■ Directions ■
Reproduce, from the line containing "Expected behaviour: for every instance of the butterfly head" to the last line of the material, every line exactly.

■ Listed entries ■
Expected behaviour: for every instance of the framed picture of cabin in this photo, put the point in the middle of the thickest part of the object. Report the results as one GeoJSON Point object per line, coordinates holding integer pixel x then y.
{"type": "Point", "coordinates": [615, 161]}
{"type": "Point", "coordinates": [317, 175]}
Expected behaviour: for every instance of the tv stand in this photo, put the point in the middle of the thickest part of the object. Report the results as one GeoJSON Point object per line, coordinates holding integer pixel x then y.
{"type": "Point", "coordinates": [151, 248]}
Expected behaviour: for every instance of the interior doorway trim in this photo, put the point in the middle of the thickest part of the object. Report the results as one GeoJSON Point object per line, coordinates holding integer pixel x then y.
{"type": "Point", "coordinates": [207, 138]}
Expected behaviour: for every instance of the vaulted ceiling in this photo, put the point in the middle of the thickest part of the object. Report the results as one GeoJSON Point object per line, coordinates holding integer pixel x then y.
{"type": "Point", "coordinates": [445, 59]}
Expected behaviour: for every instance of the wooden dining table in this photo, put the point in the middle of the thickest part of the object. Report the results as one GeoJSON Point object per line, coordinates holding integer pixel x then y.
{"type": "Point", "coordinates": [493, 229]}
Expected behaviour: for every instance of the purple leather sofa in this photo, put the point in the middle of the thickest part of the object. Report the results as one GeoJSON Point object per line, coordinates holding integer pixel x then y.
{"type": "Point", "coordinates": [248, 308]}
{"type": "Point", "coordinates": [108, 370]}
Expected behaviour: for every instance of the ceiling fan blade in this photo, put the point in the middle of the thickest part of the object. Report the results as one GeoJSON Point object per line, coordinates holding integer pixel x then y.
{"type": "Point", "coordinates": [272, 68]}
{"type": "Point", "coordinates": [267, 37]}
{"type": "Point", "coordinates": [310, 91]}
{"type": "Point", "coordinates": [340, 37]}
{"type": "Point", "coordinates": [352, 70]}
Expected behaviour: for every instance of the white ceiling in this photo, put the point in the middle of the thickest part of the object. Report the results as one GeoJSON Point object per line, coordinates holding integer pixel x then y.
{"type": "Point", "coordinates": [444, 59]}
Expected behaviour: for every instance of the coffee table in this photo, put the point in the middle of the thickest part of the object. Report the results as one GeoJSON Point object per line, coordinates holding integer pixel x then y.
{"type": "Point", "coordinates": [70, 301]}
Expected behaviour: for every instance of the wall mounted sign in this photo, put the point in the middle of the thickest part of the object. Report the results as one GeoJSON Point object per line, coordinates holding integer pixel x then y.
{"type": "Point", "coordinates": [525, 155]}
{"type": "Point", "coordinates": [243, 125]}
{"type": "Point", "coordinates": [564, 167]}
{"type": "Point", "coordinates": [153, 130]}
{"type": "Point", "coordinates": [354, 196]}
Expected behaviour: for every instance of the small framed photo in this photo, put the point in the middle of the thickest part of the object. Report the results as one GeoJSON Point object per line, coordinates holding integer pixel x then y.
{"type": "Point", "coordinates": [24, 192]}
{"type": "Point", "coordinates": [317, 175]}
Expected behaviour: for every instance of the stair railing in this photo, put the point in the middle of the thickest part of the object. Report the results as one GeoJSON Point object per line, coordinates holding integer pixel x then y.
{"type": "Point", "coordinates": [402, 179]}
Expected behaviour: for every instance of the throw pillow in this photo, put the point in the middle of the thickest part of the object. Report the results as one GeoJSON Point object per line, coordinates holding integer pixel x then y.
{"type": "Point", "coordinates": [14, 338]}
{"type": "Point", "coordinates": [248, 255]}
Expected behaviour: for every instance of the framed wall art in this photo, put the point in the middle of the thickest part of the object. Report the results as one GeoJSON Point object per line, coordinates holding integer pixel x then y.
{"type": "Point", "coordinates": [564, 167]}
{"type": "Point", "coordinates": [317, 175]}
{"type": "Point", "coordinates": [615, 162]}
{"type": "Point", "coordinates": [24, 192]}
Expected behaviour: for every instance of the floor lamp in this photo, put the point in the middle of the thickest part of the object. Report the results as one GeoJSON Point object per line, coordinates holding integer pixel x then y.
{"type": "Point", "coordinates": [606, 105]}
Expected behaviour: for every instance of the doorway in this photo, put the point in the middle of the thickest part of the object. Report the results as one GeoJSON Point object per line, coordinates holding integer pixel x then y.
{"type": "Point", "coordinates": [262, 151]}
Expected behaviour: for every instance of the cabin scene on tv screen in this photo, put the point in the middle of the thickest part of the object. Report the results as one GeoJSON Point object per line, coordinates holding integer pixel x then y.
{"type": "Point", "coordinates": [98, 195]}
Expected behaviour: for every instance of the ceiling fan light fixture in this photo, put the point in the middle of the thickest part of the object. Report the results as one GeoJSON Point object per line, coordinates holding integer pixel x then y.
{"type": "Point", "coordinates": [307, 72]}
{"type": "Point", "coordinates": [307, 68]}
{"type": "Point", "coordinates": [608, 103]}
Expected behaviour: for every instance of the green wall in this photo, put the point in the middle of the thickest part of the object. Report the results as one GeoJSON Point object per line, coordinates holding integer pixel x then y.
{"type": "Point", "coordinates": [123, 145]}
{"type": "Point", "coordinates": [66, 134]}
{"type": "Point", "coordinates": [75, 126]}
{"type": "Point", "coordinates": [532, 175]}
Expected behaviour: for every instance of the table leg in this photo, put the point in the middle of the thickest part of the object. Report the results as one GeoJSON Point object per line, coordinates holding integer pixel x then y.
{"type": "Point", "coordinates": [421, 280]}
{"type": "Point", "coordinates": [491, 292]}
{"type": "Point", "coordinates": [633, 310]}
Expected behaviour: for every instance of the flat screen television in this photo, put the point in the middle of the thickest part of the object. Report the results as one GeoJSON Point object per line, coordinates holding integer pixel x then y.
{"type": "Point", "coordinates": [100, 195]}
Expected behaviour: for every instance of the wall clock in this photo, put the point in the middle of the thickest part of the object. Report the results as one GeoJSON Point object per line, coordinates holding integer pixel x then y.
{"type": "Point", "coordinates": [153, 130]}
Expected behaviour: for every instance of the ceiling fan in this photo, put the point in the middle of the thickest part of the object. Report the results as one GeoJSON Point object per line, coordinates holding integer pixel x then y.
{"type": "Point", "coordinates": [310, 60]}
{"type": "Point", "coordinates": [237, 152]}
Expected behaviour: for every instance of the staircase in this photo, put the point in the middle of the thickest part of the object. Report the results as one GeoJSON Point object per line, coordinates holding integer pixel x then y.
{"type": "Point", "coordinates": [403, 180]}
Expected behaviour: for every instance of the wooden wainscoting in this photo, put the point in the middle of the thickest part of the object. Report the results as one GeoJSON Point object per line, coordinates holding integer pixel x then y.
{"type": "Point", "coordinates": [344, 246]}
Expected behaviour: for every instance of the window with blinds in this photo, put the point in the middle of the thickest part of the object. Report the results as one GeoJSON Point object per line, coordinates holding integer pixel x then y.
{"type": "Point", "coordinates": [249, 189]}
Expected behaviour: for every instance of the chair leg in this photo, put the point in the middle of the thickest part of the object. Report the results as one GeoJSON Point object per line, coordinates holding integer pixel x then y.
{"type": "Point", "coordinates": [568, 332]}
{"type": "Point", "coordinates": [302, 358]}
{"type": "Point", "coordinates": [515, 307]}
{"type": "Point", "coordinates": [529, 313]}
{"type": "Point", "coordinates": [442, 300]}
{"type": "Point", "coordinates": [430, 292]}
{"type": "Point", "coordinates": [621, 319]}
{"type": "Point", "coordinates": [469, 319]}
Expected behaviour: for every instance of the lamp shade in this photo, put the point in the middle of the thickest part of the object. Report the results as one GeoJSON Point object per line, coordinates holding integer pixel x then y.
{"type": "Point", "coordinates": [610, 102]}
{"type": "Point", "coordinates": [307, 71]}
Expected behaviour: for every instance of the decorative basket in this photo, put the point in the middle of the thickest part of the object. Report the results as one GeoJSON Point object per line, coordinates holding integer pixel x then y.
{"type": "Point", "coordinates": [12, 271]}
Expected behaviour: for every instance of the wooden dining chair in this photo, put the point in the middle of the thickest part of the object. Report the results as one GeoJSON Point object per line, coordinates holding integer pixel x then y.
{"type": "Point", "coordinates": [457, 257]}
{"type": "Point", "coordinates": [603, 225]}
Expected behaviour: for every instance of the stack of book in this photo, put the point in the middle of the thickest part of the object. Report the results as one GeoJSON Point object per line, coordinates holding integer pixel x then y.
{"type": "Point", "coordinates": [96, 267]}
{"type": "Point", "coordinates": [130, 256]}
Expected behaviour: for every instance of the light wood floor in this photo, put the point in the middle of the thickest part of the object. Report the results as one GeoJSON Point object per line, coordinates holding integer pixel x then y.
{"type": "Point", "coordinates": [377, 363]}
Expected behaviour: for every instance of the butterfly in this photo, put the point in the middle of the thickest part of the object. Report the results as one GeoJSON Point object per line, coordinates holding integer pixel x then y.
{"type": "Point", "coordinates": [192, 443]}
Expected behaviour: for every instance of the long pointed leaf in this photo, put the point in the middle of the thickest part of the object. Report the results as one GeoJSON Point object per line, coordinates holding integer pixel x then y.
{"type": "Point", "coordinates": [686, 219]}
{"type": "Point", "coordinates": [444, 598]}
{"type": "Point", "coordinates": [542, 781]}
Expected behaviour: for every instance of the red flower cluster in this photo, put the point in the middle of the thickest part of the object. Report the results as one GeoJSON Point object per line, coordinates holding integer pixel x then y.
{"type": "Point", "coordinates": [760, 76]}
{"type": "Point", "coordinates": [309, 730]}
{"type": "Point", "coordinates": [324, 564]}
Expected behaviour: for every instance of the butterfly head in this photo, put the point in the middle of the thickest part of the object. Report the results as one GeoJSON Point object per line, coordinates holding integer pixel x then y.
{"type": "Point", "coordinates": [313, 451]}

■ Solution ■
Expected behaviour: for every instance of the butterfly head in this photo, put the point in the middle of the thickest part of the object. Report the results as one GeoJSON Point object per line, coordinates holding integer pixel x then y.
{"type": "Point", "coordinates": [313, 451]}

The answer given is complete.